+++ DATASET ROWS
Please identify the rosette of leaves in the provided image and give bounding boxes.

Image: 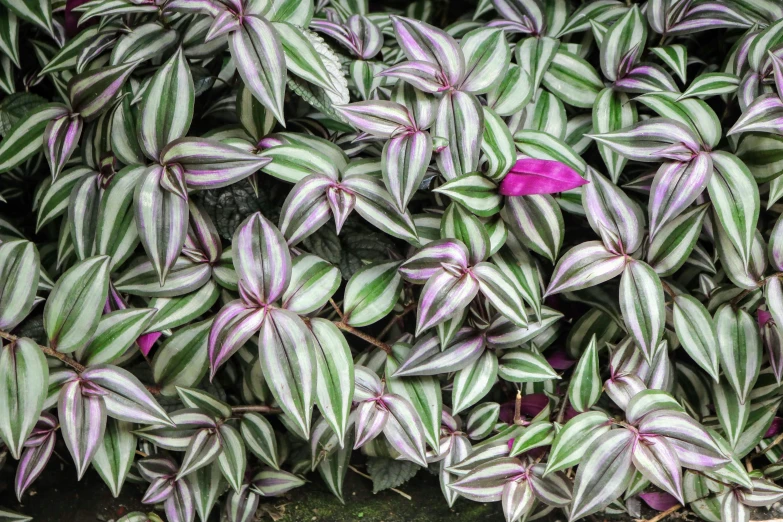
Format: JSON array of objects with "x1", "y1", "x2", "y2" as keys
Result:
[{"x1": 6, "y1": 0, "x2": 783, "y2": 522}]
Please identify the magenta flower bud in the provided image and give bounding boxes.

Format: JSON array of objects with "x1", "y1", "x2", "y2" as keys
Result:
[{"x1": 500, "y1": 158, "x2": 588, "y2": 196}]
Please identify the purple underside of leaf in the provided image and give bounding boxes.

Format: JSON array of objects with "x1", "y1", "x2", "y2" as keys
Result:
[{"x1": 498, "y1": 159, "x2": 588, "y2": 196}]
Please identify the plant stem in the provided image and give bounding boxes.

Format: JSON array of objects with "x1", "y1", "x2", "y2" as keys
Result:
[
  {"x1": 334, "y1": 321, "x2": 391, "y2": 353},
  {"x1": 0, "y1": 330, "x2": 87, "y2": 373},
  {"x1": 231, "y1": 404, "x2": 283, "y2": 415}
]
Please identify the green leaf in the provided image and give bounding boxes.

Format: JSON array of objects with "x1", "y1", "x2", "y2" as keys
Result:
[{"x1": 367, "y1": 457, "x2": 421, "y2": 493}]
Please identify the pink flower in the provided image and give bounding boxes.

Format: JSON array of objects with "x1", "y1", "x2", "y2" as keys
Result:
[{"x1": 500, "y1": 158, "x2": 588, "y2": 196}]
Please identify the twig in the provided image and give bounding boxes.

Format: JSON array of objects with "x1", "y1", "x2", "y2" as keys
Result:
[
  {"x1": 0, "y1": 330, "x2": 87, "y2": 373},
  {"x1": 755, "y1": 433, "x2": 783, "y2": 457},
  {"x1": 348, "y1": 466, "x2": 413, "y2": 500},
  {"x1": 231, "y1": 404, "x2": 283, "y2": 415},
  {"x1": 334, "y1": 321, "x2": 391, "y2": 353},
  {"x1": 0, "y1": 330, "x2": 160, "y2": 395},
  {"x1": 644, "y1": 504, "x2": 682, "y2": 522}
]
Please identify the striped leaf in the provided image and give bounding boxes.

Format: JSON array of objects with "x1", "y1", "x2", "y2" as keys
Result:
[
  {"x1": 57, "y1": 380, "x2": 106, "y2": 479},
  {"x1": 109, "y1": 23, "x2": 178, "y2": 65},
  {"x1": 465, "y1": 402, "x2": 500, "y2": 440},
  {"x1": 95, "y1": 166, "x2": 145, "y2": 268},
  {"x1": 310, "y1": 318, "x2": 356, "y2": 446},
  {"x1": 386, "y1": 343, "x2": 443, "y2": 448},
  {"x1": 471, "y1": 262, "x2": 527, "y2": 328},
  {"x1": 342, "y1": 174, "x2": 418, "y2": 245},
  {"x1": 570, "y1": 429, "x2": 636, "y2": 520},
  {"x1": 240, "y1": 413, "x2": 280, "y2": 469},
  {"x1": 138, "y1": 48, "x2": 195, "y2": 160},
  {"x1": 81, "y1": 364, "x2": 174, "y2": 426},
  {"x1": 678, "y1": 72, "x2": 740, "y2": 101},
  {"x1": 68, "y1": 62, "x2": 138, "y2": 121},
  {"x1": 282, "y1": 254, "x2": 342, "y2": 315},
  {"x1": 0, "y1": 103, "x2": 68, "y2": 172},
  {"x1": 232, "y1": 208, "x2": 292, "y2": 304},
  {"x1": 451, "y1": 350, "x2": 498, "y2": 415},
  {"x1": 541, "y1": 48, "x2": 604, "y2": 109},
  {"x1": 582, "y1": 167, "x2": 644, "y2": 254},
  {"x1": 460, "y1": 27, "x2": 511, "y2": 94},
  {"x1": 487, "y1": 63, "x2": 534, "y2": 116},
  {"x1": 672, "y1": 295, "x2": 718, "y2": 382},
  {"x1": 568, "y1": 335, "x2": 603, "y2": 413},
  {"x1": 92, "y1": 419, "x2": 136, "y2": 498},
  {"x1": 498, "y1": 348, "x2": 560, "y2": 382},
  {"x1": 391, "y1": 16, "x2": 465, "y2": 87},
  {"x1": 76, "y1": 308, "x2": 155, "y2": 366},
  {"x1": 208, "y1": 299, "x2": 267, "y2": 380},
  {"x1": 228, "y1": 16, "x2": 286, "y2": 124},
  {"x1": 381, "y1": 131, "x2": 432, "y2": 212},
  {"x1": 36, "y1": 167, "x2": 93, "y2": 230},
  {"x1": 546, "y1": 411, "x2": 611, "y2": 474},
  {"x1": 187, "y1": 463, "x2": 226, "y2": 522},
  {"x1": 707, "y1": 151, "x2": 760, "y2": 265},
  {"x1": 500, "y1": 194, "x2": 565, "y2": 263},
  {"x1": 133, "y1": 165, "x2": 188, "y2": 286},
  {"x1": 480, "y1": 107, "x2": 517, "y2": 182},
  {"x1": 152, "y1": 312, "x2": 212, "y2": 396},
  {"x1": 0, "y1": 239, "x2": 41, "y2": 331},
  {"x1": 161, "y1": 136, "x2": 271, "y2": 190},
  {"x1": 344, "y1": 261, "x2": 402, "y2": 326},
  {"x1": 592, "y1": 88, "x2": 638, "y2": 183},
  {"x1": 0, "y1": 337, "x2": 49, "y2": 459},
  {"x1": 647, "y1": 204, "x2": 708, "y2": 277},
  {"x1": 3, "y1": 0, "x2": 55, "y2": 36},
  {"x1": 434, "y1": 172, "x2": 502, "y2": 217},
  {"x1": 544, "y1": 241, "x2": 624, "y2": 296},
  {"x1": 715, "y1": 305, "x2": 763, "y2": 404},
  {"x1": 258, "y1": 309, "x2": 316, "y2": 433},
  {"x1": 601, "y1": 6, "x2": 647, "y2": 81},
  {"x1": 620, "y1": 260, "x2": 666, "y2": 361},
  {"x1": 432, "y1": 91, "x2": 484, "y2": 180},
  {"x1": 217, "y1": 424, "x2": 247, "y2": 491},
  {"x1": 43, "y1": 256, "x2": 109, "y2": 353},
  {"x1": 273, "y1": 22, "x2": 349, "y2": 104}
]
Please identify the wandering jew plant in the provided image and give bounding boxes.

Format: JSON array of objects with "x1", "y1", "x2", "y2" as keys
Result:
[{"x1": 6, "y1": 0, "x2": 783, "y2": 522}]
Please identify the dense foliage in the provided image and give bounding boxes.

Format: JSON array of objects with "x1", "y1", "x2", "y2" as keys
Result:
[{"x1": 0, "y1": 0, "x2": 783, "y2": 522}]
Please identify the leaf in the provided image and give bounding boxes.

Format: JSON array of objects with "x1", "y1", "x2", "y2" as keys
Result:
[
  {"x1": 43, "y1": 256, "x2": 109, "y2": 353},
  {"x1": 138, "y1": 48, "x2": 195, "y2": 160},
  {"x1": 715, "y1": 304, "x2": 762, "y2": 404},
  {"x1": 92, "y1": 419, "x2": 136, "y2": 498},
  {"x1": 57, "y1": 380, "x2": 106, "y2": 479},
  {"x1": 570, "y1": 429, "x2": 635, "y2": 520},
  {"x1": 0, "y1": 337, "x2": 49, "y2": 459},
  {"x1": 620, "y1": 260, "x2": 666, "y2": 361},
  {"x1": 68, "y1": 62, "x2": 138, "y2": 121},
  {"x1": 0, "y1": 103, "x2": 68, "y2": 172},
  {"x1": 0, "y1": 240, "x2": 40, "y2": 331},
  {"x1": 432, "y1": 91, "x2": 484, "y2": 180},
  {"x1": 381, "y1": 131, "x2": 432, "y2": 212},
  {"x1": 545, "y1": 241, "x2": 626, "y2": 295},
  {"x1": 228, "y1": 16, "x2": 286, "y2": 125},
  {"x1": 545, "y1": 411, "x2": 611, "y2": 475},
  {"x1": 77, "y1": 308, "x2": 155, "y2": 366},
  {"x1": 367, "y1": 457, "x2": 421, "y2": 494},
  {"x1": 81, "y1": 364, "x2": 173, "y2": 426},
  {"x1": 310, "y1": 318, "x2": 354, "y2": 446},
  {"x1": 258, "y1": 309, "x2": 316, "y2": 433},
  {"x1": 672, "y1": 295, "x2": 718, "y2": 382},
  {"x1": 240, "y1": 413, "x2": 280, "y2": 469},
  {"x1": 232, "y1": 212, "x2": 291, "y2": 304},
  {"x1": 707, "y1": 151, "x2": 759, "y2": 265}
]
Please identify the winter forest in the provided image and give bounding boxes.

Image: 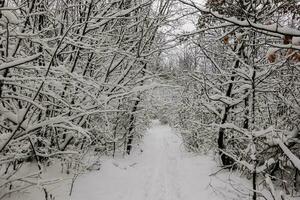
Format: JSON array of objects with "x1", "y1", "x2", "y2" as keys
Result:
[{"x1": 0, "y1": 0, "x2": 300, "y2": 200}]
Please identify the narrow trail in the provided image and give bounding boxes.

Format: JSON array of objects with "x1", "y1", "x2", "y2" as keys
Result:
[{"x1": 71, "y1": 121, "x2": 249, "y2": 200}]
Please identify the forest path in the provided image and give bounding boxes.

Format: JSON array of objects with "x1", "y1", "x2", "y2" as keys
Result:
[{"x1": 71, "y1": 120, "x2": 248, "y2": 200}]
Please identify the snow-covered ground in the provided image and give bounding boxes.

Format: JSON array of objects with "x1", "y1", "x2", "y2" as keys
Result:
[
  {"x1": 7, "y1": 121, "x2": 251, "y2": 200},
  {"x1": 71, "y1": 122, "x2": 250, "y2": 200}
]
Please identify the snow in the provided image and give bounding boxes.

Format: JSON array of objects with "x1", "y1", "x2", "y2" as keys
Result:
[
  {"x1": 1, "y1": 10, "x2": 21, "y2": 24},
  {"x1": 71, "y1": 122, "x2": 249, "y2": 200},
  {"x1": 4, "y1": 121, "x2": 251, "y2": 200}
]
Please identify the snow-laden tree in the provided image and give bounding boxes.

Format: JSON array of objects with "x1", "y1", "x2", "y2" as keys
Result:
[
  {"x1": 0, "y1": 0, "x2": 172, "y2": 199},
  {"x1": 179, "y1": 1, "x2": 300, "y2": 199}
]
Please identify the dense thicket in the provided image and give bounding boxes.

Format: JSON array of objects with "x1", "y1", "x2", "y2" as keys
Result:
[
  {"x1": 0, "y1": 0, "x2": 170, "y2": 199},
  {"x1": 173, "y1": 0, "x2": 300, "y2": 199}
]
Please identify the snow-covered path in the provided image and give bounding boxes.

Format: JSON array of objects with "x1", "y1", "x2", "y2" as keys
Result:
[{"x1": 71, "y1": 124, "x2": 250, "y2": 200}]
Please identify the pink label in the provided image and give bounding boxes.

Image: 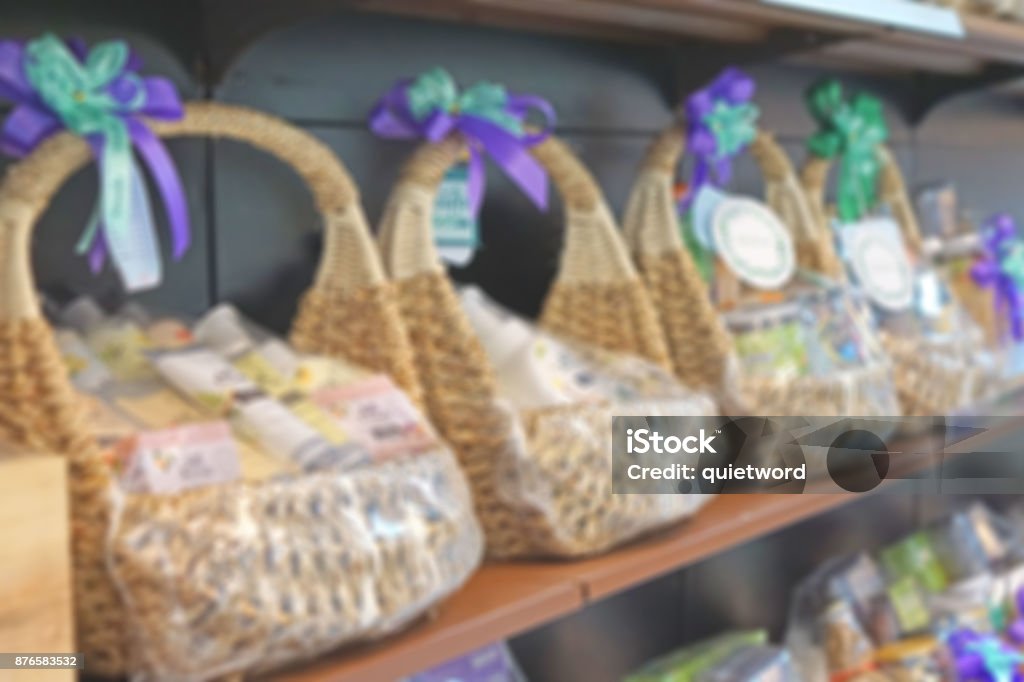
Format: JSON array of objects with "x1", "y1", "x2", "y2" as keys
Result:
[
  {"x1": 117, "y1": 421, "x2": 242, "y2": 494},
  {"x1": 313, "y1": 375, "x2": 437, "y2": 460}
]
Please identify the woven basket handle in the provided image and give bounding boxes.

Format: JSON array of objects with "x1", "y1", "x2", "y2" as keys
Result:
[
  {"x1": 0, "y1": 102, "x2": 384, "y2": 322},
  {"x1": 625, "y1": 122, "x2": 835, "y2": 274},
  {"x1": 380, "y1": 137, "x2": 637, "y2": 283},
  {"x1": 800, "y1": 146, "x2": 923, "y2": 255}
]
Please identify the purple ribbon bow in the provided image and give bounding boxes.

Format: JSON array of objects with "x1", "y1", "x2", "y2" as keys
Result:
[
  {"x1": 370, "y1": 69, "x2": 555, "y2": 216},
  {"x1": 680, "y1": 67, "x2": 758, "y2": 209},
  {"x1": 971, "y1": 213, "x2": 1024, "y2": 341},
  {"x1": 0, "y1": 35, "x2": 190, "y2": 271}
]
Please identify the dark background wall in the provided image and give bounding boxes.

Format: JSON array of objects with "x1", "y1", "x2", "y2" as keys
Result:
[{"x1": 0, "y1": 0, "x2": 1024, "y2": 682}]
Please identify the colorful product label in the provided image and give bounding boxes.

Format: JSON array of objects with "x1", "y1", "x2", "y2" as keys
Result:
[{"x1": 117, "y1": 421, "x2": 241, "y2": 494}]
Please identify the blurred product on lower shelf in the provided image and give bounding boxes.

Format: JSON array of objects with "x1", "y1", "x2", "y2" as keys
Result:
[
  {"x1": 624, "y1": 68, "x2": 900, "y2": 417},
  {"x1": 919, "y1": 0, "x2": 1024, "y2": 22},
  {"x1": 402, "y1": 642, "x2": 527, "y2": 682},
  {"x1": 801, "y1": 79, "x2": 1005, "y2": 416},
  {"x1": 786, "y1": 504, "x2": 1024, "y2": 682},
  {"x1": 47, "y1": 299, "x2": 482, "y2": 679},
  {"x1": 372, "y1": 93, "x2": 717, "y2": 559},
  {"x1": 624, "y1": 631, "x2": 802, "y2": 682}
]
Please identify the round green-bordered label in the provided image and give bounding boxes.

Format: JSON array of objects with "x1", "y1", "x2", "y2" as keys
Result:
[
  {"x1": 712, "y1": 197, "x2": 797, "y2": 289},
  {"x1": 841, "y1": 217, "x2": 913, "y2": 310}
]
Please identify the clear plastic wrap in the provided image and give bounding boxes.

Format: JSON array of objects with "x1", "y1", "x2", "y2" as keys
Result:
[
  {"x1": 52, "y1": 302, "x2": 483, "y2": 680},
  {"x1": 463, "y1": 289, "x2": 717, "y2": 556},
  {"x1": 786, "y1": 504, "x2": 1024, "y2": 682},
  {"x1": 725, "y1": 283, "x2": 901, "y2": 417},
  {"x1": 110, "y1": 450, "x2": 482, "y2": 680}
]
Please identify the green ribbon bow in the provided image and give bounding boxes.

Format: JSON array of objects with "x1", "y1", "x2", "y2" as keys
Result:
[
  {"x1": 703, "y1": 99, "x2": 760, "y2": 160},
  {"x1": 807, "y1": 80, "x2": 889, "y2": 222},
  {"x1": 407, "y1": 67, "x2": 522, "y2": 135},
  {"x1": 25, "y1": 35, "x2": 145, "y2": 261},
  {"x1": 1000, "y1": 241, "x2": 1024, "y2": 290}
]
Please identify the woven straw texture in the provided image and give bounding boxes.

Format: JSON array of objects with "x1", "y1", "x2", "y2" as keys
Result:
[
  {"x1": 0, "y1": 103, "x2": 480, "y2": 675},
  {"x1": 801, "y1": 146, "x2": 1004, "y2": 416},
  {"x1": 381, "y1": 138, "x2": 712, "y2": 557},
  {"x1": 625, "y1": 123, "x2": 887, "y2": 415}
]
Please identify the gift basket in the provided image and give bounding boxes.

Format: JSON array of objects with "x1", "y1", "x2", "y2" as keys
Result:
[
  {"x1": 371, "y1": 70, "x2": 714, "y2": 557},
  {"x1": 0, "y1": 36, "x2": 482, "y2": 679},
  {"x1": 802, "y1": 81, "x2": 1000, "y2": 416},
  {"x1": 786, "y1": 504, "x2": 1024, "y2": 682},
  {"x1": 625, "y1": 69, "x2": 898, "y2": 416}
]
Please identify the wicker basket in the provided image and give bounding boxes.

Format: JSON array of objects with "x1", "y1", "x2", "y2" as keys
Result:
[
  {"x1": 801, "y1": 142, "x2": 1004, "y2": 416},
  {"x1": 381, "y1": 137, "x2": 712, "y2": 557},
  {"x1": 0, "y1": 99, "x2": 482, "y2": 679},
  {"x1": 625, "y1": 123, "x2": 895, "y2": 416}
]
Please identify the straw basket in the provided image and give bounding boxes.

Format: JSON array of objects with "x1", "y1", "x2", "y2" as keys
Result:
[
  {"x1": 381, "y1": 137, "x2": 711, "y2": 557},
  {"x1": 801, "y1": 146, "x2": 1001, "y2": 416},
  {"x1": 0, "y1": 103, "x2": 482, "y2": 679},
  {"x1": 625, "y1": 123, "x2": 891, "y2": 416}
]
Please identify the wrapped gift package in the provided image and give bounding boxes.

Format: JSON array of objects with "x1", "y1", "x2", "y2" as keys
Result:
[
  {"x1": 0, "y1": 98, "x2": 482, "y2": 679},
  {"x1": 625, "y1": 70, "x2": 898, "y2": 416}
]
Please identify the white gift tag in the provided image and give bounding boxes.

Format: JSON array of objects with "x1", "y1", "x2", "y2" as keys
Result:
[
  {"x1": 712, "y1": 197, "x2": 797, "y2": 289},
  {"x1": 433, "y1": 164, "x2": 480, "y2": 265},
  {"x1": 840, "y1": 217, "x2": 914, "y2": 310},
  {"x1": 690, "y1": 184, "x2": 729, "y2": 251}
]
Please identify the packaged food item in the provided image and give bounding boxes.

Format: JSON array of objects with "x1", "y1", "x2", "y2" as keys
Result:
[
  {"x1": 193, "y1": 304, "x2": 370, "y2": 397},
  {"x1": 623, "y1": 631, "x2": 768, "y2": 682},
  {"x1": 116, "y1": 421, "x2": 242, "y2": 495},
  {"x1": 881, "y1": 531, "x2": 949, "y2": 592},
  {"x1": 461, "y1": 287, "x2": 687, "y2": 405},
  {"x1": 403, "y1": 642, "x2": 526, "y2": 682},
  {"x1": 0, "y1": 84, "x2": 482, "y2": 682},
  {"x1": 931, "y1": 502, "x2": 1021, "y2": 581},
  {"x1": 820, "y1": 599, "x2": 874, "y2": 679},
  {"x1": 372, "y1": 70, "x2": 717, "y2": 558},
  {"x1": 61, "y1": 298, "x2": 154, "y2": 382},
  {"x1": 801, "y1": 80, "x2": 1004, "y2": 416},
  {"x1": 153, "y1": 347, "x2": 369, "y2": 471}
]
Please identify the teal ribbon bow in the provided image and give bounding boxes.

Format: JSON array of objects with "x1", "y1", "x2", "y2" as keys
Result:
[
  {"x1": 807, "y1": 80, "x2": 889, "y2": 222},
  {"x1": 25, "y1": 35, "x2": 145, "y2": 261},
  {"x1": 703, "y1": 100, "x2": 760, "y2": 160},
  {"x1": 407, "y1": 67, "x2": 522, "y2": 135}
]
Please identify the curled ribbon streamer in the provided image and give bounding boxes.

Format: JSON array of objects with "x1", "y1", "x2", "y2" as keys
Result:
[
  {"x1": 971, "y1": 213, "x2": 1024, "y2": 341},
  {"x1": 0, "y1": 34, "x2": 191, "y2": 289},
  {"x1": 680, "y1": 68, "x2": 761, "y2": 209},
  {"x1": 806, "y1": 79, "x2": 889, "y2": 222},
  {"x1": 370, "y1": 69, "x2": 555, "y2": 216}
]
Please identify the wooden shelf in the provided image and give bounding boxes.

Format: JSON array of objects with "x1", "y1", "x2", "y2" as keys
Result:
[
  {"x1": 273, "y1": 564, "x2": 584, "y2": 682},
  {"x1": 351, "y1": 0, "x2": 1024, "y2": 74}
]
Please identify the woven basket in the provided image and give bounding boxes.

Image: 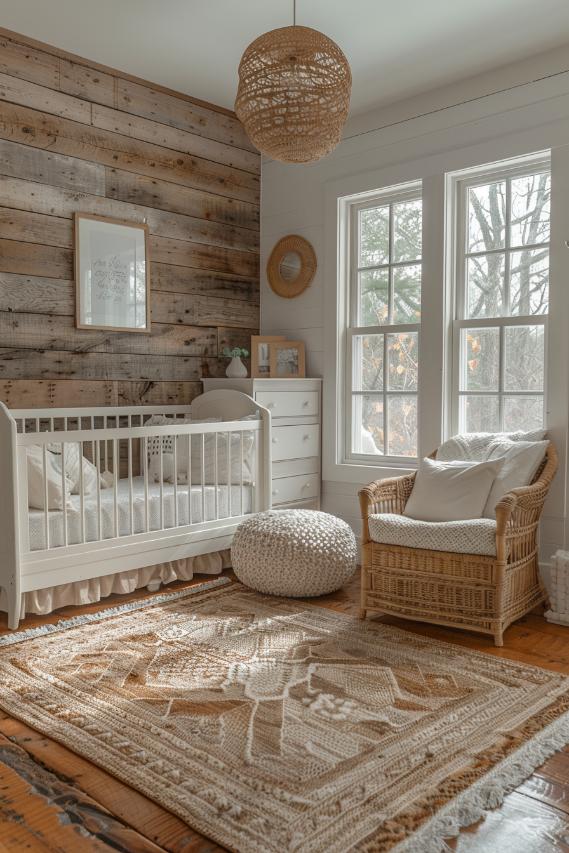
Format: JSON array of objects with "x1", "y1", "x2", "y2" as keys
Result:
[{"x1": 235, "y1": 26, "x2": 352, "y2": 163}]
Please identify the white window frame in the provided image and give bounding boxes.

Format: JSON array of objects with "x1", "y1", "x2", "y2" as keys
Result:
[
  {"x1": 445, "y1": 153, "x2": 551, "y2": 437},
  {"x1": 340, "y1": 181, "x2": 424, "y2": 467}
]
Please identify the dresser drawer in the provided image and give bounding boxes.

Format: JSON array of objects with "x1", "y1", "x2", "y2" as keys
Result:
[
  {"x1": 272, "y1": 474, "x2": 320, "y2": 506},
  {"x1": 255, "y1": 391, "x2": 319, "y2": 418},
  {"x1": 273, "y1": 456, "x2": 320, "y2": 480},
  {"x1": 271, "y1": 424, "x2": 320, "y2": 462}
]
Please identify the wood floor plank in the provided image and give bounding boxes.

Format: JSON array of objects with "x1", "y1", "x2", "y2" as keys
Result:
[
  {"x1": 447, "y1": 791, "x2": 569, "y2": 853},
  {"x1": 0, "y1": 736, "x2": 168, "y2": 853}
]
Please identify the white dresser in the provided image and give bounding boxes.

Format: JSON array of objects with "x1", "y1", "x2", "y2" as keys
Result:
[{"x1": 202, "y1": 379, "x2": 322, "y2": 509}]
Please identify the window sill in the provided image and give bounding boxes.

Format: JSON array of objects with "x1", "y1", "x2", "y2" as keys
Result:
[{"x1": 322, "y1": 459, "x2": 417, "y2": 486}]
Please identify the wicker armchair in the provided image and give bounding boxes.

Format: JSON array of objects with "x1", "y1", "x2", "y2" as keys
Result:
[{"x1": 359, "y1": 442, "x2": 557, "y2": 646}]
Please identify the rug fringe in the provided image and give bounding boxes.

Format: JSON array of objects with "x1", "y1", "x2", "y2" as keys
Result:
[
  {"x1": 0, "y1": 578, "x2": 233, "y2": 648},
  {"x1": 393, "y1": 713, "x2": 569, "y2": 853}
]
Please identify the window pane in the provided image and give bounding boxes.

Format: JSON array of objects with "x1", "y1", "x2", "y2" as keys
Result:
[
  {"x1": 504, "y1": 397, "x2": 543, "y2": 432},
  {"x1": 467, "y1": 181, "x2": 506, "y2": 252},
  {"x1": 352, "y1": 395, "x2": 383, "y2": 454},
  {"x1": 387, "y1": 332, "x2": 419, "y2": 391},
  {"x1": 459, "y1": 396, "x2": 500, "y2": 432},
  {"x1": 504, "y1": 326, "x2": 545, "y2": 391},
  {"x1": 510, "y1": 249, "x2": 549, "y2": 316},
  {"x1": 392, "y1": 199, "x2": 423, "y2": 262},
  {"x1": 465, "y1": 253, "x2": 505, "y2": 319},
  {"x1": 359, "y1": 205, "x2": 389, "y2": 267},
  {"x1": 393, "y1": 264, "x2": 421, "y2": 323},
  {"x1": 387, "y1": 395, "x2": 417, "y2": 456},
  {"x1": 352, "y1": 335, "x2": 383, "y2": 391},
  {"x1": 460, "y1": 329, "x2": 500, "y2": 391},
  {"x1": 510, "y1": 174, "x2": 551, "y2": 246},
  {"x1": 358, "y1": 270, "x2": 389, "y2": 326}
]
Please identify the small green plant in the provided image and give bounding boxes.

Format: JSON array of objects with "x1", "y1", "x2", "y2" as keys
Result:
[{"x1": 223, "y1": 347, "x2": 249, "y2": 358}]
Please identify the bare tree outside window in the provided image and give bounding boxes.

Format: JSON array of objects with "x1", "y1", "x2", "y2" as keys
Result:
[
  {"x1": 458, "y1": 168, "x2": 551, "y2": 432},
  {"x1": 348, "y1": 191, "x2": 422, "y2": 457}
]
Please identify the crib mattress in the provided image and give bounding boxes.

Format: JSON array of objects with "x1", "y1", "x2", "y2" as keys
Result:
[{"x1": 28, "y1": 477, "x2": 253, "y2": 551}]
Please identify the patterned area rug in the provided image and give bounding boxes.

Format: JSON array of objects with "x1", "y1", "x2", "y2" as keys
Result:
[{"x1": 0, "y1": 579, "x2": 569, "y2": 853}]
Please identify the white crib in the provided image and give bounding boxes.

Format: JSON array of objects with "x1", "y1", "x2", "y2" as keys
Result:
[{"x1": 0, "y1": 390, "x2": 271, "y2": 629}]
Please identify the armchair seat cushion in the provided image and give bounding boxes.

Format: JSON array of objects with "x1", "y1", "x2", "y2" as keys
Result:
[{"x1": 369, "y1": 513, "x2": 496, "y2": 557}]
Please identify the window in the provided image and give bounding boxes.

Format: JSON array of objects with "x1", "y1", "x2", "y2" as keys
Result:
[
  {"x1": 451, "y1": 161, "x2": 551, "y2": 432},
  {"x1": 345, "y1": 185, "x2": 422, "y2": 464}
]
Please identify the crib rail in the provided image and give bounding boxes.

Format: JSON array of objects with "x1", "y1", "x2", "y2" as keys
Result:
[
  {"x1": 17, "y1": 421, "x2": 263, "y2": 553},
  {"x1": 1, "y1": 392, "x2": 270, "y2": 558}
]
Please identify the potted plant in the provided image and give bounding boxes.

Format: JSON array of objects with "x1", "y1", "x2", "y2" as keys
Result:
++++++
● WHAT TO WORK ON: Reproduce the rows above without changes, starting at the line that contains "Please identify the crib rail" and continuing through the final line of the rows.

● EXERCISE SOLUTION:
Please identify the crib rail in the provided image and give bounding boxes.

Format: JSON array of objects with "x1", "y1", "x2", "y2" as keys
Result:
[
  {"x1": 17, "y1": 421, "x2": 263, "y2": 553},
  {"x1": 1, "y1": 392, "x2": 270, "y2": 558}
]
Please identify the potted plant in the provided image and give bounding boxes.

Format: JSON array of objects with "x1", "y1", "x2", "y2" as keys
Result:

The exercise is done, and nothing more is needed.